#### WORK ITEM
Could you filter the material and copy every line where the word "Target" occurs?

#### RECORDS TO PROCESS

---------------

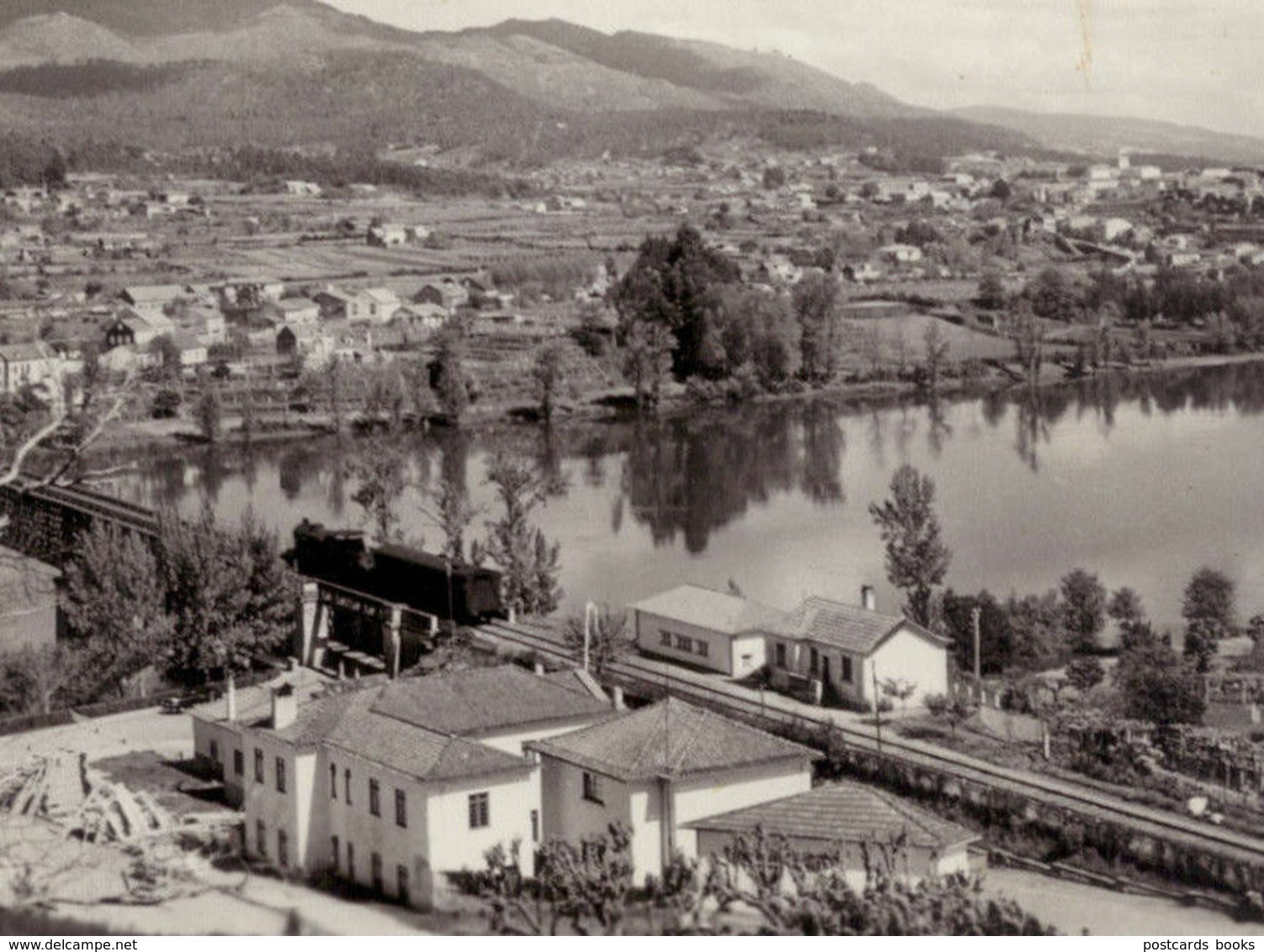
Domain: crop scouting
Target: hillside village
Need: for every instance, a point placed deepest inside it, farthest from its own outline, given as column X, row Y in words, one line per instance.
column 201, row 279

---------------

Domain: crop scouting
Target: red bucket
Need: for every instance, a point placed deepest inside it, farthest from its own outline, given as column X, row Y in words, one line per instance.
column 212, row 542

---------------

#### RESULT FOR THIS EXERCISE
Target: hillside village
Target: red bucket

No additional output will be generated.